======== Цитируемый текст ========

С именем Гвидо из Ареццо связано также введение сольмизационного принципа, порожденного тем, что для облегчения учащимся заучивания тонов и полутонов в гамме Гвидо пользовался как вспомогательным средством гимном святому Иоанну, каждый стих которого начинался ступенью выше предыдущего:
UT queant Laxis
RE sonare tibris
MI ra tuorum
FA muli gestorum
SOLve polluti
LAbii reatum
SAncte Johannes.
Co временем постоянное указание на первые слоги стихов придало им значение названий звуков или, скорее, ступеней и интервалов. Получившееся шестизвучие, или гексахорд, при помощи специальных «мутаций» или перемещений могло прилагаться к различным местам звуковой системы, в результате чего любой звук этой системы мог быть назван и определен через один из сольмизационных слогов или их комбинацию. Нетрудно заметить, что эти сольмизационные слоги являются названиями основных ступеней, применяемых нами сегодня.
Как сольмизация, так и линейная нотация направлены прежде всего на выявление точной высоты и длительности звука, на аналитическое разъяснение мелодии до мельчайших частиц, ее составляющих, в результате чего центр тяжести падает не на фиксацию таинственной сущности интонирования, но на фиксацию ряда статических моментов, на которые интонация искусственно разлагается при помощи методов сольмизации и линейного письма. На первый план встают не духовные, но физические параметры мелодии. Да и сама мелодия перестает быть рядом освященных Церковью канонических попевочных формул и превращается в набор звуков, из которых можно составлять новые произвольные мелодические построения. Так принцип гласа превращается в принцип модуса. Таким образом, процесс размывания богослужебного пения музыкой на Западе протекал гораздо быстрее и затрагивал более глубокие уровни, чем на Востоке, в результате чего к началу второго тысячелетия григорианское пение начинает обретать черты системы скорее музыкальной, а не богослужебной, что, впрочем, совершенно естественно вытекает из тенденции к смешению богослужебного пения и музыки, изначально присущему западному сознанию.

======== Данные ========

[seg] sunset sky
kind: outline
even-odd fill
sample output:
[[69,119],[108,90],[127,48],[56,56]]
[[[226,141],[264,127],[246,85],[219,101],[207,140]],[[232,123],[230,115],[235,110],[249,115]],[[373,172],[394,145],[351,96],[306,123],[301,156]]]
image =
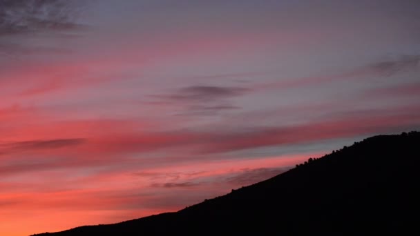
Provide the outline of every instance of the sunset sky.
[[0,235],[180,210],[419,130],[419,10],[0,0]]

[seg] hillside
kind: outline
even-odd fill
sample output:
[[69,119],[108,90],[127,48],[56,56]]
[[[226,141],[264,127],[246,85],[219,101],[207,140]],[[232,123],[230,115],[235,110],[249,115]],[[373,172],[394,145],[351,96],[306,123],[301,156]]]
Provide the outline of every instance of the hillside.
[[419,150],[418,132],[375,136],[177,213],[37,235],[405,235],[419,231]]

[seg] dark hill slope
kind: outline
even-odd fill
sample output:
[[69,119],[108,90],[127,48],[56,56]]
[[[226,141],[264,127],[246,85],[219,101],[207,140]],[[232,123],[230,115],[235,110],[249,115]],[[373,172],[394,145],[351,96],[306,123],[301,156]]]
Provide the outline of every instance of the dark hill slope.
[[420,235],[420,132],[380,135],[177,213],[39,235]]

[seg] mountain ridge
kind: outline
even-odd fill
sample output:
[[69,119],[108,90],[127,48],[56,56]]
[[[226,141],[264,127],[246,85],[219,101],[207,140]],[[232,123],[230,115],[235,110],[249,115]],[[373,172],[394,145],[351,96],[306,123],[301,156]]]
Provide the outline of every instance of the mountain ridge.
[[33,235],[401,233],[415,226],[419,144],[416,131],[376,135],[178,212]]

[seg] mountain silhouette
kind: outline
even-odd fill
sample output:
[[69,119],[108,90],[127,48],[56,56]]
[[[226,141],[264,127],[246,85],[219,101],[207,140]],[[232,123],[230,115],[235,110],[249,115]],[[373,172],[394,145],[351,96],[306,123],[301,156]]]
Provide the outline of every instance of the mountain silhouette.
[[419,234],[420,132],[379,135],[176,213],[37,235]]

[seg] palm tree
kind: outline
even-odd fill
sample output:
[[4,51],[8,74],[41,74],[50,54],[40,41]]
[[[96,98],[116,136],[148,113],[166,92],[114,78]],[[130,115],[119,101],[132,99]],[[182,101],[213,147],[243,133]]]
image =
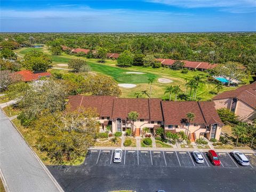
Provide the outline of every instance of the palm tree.
[[236,136],[236,147],[237,147],[239,138],[244,137],[247,133],[247,125],[246,123],[241,122],[232,127],[232,133]]
[[221,83],[218,83],[215,85],[215,88],[216,88],[217,90],[217,93],[219,93],[220,91],[223,89],[222,84]]
[[192,90],[195,87],[196,85],[196,82],[195,82],[195,80],[191,79],[190,80],[188,83],[187,83],[186,85],[190,88],[190,92],[189,93],[189,100],[191,100],[191,94],[192,93]]
[[165,91],[164,92],[164,94],[169,93],[169,101],[171,101],[172,99],[172,92],[173,91],[173,86],[171,85],[168,86],[165,89]]
[[180,85],[175,85],[174,87],[173,87],[173,91],[174,92],[174,93],[176,93],[176,95],[175,96],[175,100],[177,101],[177,95],[178,94],[181,92],[181,90],[180,89]]
[[148,77],[148,84],[150,84],[150,91],[149,93],[149,98],[151,98],[151,93],[152,92],[152,83],[153,83],[154,81],[155,81],[155,77]]
[[196,117],[196,115],[194,113],[189,112],[186,114],[186,116],[188,123],[188,131],[186,134],[187,137],[188,137],[188,132],[189,131],[189,125],[190,124],[190,122],[195,119],[195,118]]

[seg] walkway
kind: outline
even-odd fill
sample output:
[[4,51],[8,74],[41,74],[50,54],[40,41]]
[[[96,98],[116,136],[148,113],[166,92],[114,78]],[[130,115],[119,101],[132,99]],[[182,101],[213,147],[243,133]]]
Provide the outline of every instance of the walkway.
[[63,191],[0,109],[0,174],[7,191]]

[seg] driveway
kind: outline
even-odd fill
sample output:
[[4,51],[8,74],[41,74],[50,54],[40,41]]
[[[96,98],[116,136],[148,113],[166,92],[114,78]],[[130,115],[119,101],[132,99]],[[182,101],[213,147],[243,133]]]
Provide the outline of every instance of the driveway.
[[62,191],[1,109],[0,117],[0,167],[10,191]]
[[[66,191],[256,191],[256,166],[241,166],[227,153],[219,154],[222,165],[216,167],[203,152],[203,164],[189,151],[126,150],[118,164],[113,153],[92,150],[81,165],[49,169]],[[255,154],[246,155],[256,159]]]

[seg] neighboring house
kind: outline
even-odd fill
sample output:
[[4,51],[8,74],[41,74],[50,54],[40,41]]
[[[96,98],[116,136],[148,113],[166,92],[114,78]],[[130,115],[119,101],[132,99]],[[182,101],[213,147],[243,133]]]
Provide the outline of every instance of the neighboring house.
[[[169,68],[172,68],[172,65],[176,61],[170,59],[156,59],[156,60],[160,61],[163,66]],[[197,69],[201,71],[213,69],[217,66],[217,64],[211,64],[207,62],[190,61],[186,60],[181,60],[180,61],[184,63],[183,68],[186,68],[188,69]]]
[[34,73],[28,70],[23,70],[15,72],[15,74],[20,75],[21,77],[21,80],[25,82],[37,81],[42,77],[50,77],[51,76],[51,74],[49,72]]
[[[112,132],[125,132],[132,129],[139,136],[144,127],[154,134],[162,127],[165,131],[187,132],[189,138],[206,137],[219,139],[223,125],[212,102],[162,101],[158,99],[118,98],[112,96],[71,95],[69,103],[73,110],[80,107],[95,109],[99,114],[101,128],[112,127]],[[127,119],[131,111],[139,117],[134,122]],[[187,131],[186,114],[193,112],[195,119],[190,122]]]
[[256,82],[223,92],[212,100],[216,109],[227,108],[238,116],[241,121],[250,122],[256,118]]

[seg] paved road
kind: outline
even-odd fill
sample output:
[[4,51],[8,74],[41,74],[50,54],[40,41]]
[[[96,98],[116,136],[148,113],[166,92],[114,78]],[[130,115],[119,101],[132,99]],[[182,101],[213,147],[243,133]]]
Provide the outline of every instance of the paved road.
[[241,166],[227,153],[220,153],[222,165],[215,167],[203,153],[204,164],[195,163],[188,151],[124,152],[119,164],[111,161],[112,150],[92,150],[83,165],[49,169],[66,191],[256,191],[255,163]]
[[1,109],[0,117],[0,167],[10,190],[60,191]]

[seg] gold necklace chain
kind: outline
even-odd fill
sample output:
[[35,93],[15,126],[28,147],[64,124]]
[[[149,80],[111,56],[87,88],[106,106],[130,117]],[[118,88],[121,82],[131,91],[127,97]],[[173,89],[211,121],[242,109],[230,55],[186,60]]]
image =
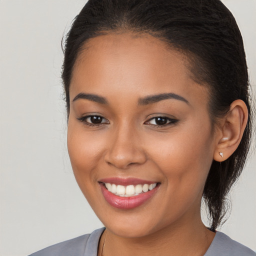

========

Письменное задание 1: Представьте в виде таблицы Markdown со столбцами «№» и «Строка» строки данных, начиная со строки, содержащей «[seg] mountain silhouette», и заканчивая строкой, содержащей «[[419,234],[420,132],[379,135],[176,213],[37,235]]». Пустые строки в таблицу не включайте.
Письменное задание 2: Напишите продолжение текста о Гвидо из Ареццо и сольмизации.
Текст и строки данных между собой никак не связаны.

Результат 1:
| № | Строка |
|---|---|
| 1 | [seg] mountain silhouette |
| 2 | kind: outline |
| 3 | even-odd fill |
| 4 | sample output: |
| 5 | [[69,119],[108,90],[127,48],[56,56]] |
| 6 | [[[226,141],[264,127],[246,85],[219,101],[207,140]],[[232,123],[230,115],[235,110],[249,115]],[[373,172],[394,145],[351,96],[306,123],[301,156]]] |
| 7 | Provide the outline of every instance of the mountain silhouette. |
| 8 | [[419,234],[420,132],[379,135],[176,213],[37,235]] |

Результат 2:
Дальнейшие судьбы богослужебного пения на Западе
Сначала второго тысячелетия от Рождества Христова на Западе началось то движение умов, которое определило со временем облик западной цивилизации с ее научно-техническим прогрессом и в конце концов привело к глобальному духовному, культурному и экологическому кризису, с особой остротой осознанному в конце XX в. Сдерживаемые ранее церковностью сознания тенденции, таящиеся в линейной нотации, в принципе сольмизации, в новом методе составления мелодий, секвенций и тропов, теперь получили возможность беспрепятственного развития и начали разрушать основополагающие принципы богослужебного пения. Идея двойственности, ранее еще как-то удерживаемая в рамках церковности, начала развиваться в противопоставление церковного и нецерковного.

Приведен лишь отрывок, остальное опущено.